● **PROBLEM TO WORK ON**:
Answer these from the text on subagents:
1. Which model and temperature does the booking example give to ChatOpenAI?
2. What tool name does the realtime model see for the Booking Assistant?
3. Which SubAgent parameter holds the phrase spoken while the subagent works?

● **TEXT SHOWN**:
-- Opening Marker --

Subagents

A SubAgent is an LLM-driven helper that handles complex, multi-step tasks on behalf of the voice agent. When the user asks something that requires tool calling, research, or a series of decisions, the voice agent hands the task off to a subagent and speaks a holding phrase while it works.

When to use a subagent

Use a subagent when a task:

Requires multiple tool calls in sequence (e.g. look up a contact, then book a meeting)
Involves decision-making that shouldn't block the voice session
Belongs to a distinct domain (calendar, weather, home automation, …)
Is better served by a more capable LLM than the realtime model

Creating a subagent

from rtvoice.llm import ChatOpenAI
from rtvoice import SubAgent, Tools
from typing import Annotated

tools = Tools()

@tools.action("Book a restaurant table for the given date, time and party size.")
async def book_table(
    restaurant: Annotated[str, "Restaurant name"],
    date: Annotated[str, "Date in YYYY-MM-DD format"],
    time: Annotated[str, "Time in HH:MM (24 h)"],
    party_size: Annotated[int, "Number of guests"],
) -> str:
    return f"Booked table for {party_size} at {restaurant} on {date} at {time}."


booking_agent = SubAgent(
    name="Booking Assistant",
    description="Books restaurant tables for the user.",
    instructions=(
        "You are a restaurant booking assistant. "
        "Use the book_table tool to complete booking requests. "
        "Confirm details before booking."
    ),
    tools=tools,
    llm=ChatOpenAI(model="gpt-4o-mini", temperature=0.2),
)

Attaching to the voice agent

Pass subagents via subagents=[...]. RealtimeAgent automatically registers a handoff tool for each subagent that the realtime model can call:

from rtvoice import RealtimeAgent

agent = RealtimeAgent(
    instructions=(
        "You are a friendly assistant. "
        "Delegate restaurant bookings to the Booking Assistant."
    ),
    subagents=[booking_agent],
)
await agent.run()

The tool name the realtime model sees is derived from the subagent's name (spaces replaced with underscores): Booking_Assistant.

Handoff parameters

These parameters on SubAgent shape how the handoff appears to the realtime model:

Parameter	Description
`description`	Tells the realtime model what this agent does and when to delegate.
`handoff_instructions`	Extra guidance appended to the tool description (e.g. "always include the city name").
`holding_instruction`	Phrase the realtime agent speaks while the subagent is working.

-- Closing Marker --

● **EXTRACTED DATA**:
-- Opening Marker --

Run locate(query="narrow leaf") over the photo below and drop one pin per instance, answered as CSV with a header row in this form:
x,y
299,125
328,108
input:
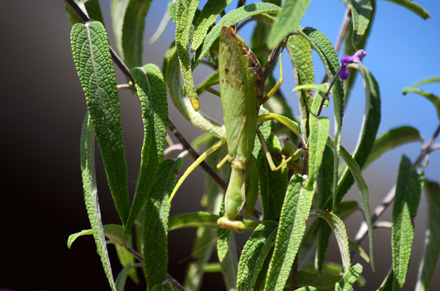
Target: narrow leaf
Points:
x,y
319,130
363,188
349,278
185,12
361,11
90,7
171,69
152,92
255,253
338,228
209,14
408,189
233,16
95,70
432,237
156,223
294,214
287,20
123,275
391,140
417,9
370,126
87,151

-- Closing Marker --

● **COMPLETED EXERCISE**:
1. gpt-4o-mini, with a temperature of 0.2
2. Booking_Assistant
3. holding_instruction